SELECTED EXTRACT:
________________________________________

Edmond de la Fontaine (24 July 1823 – 24 June 1891), better known by his pen name of Dicks, was a Luxembourgish jurist, poet, and lyricist, known for his work in the Luxembourgish language. He is considered the national poet of Luxembourg and, along with Michel Lentz and Michel Rodange, one of the most important figures in the history of Luxembourgish literature. In addition, his Luxemburger Sitten und Bräuche was one of the most influential early ethnographies on the Luxembourgish people.

________________________________________

DATA LISTING:
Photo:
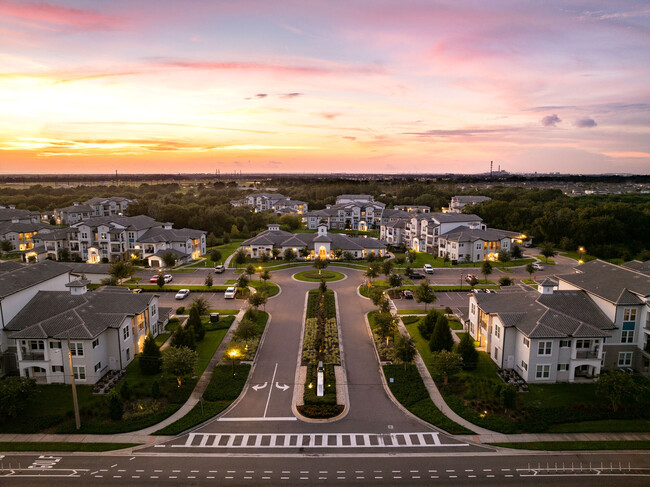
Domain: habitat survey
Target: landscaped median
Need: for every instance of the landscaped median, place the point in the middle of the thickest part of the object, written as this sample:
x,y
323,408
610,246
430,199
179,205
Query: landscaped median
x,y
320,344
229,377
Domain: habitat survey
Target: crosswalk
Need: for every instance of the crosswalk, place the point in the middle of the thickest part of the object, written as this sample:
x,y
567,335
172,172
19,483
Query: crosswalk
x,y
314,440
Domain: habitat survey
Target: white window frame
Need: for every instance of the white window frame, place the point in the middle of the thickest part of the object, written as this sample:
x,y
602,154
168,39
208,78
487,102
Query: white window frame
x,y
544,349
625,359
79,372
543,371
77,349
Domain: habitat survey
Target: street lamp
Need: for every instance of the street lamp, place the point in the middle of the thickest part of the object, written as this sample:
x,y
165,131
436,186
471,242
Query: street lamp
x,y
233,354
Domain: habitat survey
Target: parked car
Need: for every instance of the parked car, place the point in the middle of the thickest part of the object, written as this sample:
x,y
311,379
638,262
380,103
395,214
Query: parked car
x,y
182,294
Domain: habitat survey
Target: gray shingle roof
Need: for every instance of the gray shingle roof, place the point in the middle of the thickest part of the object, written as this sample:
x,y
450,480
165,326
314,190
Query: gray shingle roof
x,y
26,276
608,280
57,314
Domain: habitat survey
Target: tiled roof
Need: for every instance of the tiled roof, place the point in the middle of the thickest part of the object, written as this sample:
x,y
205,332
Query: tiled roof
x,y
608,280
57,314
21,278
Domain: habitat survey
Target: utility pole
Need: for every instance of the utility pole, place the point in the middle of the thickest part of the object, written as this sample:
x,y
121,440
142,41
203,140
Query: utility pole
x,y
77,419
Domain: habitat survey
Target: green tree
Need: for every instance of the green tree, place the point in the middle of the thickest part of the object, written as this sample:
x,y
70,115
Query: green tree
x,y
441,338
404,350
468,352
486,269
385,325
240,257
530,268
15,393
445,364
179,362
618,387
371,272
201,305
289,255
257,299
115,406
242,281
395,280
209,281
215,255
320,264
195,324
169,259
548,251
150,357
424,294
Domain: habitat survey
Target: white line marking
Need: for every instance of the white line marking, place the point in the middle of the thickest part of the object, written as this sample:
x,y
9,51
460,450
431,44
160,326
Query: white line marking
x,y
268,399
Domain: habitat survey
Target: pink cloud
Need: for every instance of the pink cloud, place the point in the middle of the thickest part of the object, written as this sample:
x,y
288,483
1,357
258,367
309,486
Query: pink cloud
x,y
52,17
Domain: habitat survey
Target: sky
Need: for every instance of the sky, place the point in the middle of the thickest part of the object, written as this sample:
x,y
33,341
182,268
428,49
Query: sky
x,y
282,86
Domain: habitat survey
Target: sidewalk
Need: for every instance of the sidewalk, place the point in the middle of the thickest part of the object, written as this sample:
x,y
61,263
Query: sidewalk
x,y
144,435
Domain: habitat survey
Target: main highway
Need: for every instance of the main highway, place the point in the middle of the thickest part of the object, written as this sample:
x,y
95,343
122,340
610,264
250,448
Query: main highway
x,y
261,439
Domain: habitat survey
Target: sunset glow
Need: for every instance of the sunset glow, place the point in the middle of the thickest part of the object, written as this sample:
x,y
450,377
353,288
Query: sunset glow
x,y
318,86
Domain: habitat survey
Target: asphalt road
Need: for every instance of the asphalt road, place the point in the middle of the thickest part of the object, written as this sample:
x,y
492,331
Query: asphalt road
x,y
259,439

________________________________________

WORK INSTRUCTION 1:
Please retype the passage on Edmond de la Fontaine between "Edmond de la" and "the Luxembourgish people.", inclusive.
WORK INSTRUCTION 2:
Answer these from the passage on Edmond de la Fontaine.
(a) What pen name was he better known by?
(b) Which two other figures does it rank with him among the most important in Luxembourgish literature?
(c) Which work of his does it call one of the most influential early ethnographies on the Luxembourgish people?

SOLUTION 1:
Edmond de la Fontaine (24 July 1823 – 24 June 1891), better known by his pen name of Dicks, was a Luxembourgish jurist, poet, and lyricist, known for his work in the Luxembourgish language. He is considered the national poet of Luxembourg and, along with Michel Lentz and Michel Rodange, one of the most important figures in the history of Luxembourgish literature. In addition, his Luxemburger Sitten und Bräuche was one of the most influential early ethnographies on the Luxembourgish people.

SOLUTION 2:
(a) Dicks
(b) Michel Lentz and Michel Rodange
(c) Luxemburger Sitten und Bräuche